PROBLEM STATEMENT:
Copy every record word for word. The images stay behind.

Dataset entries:
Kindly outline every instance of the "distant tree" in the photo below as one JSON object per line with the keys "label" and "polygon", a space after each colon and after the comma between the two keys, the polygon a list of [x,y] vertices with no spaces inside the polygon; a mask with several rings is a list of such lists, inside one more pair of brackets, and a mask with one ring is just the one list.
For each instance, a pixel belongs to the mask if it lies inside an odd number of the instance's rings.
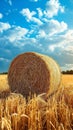
{"label": "distant tree", "polygon": [[2,72],[2,73],[0,73],[0,74],[8,74],[8,72]]}
{"label": "distant tree", "polygon": [[73,74],[73,70],[62,71],[62,74]]}

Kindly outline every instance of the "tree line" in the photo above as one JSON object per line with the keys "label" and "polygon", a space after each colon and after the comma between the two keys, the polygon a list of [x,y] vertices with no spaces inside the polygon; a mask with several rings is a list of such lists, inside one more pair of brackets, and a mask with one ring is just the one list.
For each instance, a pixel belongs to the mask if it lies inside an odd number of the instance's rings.
{"label": "tree line", "polygon": [[0,73],[0,74],[8,74],[8,72],[2,72],[2,73]]}
{"label": "tree line", "polygon": [[[8,74],[8,72],[2,72],[0,74]],[[62,74],[73,74],[73,70],[62,71]]]}
{"label": "tree line", "polygon": [[62,71],[62,74],[73,74],[73,70]]}

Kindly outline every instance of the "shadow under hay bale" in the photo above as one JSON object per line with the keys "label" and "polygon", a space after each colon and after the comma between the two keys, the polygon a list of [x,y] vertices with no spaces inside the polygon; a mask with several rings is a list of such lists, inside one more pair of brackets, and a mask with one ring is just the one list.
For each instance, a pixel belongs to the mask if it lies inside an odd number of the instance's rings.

RESULT BELOW:
Kindly outline every instance of the "distant tree" in the photo below as one JSON object per line with the keys "label" and "polygon", a space after each colon and after the comma between the two keys, the polygon a list of [x,y] vertices with no spaces inside the polygon; a mask with several rings is a list of such lists, inside one more pair of brackets, and a mask with one ring is just the one list.
For each instance, a pixel belongs to the mask if it lies inside an odd number of the instance's rings.
{"label": "distant tree", "polygon": [[2,72],[2,73],[0,73],[0,74],[8,74],[8,72]]}
{"label": "distant tree", "polygon": [[73,74],[73,70],[62,71],[62,74]]}

Kindly outline every instance of the "tree line" in the photo above as one JSON object per line with the keys "label" and "polygon", a space after each colon and after the comma between the two keys, the polygon a list of [x,y] vertices with no spaces inside the polygon; a mask with several rings is a list of such lists, inside one more pair of brackets, and a mask with one ring is just the one list.
For each instance, a pixel belongs to the mask if it lies inside an odd number of the instance's rings.
{"label": "tree line", "polygon": [[0,73],[0,74],[8,74],[8,72],[2,72],[2,73]]}
{"label": "tree line", "polygon": [[[8,74],[8,72],[2,72],[0,74]],[[62,74],[73,74],[73,70],[62,71]]]}
{"label": "tree line", "polygon": [[62,71],[62,74],[73,74],[73,70]]}

Kindly outline every instance of the "shadow under hay bale" in the photo above as one JSON object per line with the keys "label" and "polygon", a space after each colon and after the comma between the two keys, the polygon a list of [x,y] vertices with no spaces inside the polygon; a mask with several rings is a list of such lists, inside one more pair of brackets, and a mask with one ring is just the one list.
For each instance, a pixel belongs to the mask if it lies inside an odd number of the instance's rings.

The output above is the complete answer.